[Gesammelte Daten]

※ ※ ※

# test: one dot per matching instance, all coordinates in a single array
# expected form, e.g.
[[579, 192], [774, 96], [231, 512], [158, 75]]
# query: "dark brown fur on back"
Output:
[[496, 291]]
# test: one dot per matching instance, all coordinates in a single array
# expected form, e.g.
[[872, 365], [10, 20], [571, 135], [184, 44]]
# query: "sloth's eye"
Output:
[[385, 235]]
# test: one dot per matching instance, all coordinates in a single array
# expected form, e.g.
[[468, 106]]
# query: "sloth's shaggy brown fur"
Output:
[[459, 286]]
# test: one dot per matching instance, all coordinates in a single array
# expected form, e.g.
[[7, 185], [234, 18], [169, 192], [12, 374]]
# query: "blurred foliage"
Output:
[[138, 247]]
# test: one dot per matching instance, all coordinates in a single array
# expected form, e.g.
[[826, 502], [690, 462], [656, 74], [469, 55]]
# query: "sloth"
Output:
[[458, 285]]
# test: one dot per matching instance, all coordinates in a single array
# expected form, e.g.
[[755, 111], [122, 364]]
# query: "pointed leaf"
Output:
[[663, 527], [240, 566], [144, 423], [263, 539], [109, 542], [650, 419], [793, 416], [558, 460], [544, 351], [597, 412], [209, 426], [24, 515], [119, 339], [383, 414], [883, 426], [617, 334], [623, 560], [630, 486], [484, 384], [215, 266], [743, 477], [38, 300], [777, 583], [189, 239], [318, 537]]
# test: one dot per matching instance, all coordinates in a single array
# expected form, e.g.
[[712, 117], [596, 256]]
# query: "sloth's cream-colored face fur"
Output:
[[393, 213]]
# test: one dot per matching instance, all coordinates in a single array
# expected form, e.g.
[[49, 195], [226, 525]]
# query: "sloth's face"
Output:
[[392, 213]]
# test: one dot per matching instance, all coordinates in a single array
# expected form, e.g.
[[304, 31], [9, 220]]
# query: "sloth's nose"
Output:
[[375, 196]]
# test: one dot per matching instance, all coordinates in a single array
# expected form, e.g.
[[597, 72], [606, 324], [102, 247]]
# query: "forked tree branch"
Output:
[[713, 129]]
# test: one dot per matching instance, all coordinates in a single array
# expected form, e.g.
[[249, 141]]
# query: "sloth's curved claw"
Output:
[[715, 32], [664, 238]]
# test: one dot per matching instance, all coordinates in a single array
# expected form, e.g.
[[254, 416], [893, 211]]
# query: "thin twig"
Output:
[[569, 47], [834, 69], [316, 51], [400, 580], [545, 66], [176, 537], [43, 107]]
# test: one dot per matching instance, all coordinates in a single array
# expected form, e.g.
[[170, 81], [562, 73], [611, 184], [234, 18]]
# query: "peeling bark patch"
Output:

※ ※ ※

• **AUFGABENSTELLUNG**: Schreibe alle Zeilen vom Anfang der Daten bis einschließlich der Zeile mit "[[496, 291]]" vollständig neu ab. Multipliziere dabei jede Koordinate in den Antworten mit 1,9 und runde auf ganze Zahlen, wobei halbe Werte aufgerundet werden; die Zahlen in der Formatvorlage bleiben unverändert.

• **ERGEBNIS**:
# test: one dot per matching instance, all coordinates in a single array
# expected form, e.g.
[[579, 192], [774, 96], [231, 512], [158, 75]]
# query: "dark brown fur on back"
Output:
[[942, 553]]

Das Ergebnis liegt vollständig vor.